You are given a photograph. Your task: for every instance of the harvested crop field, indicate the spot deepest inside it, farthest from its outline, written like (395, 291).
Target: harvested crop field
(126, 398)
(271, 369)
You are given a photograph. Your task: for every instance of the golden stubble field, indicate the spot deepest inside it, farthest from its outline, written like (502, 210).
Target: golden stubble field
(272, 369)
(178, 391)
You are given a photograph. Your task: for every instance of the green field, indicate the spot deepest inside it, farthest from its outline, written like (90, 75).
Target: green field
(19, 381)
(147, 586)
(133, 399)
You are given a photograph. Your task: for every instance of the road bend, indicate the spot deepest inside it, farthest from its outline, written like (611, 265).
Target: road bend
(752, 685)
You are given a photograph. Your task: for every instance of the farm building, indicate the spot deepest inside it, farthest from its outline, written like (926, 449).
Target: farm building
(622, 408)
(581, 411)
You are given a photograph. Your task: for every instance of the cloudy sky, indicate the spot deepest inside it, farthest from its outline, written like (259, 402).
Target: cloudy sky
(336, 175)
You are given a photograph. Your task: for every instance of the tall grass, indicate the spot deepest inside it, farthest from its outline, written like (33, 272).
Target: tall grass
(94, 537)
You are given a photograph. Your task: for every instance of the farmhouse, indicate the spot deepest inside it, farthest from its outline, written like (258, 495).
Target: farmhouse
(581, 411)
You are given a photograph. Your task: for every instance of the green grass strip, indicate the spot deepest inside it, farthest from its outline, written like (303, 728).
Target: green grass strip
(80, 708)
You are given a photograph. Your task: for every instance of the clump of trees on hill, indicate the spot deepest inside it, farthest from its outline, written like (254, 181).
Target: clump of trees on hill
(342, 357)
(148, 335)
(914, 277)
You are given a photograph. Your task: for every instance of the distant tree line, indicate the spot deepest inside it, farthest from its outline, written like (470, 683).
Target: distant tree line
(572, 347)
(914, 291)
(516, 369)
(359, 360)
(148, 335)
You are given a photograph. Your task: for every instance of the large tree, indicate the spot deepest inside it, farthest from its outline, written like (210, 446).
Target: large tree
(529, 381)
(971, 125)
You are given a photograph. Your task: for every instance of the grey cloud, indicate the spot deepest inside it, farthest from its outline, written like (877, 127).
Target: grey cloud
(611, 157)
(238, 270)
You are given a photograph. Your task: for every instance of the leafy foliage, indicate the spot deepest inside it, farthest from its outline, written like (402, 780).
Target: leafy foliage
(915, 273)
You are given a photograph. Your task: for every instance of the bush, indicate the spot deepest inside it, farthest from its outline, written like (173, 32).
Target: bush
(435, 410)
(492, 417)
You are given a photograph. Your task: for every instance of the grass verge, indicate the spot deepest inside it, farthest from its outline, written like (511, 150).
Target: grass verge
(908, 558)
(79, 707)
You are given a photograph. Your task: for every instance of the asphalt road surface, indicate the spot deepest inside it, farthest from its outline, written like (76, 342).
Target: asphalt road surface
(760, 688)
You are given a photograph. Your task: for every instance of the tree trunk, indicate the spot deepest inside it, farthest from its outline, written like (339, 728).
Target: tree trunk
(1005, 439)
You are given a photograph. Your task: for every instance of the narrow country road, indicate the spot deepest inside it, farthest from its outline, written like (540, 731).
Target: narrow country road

----

### WHAT YOU WILL DO
Out of the records, collect only those lines that contain the string "narrow".

### SOLUTION TO THIS PROBLEM
You are given a photograph. Your task: for every instance of the narrow country road, indicate the spot deepest inside it, farthest from its outline, written like (540, 731).
Target: narrow country road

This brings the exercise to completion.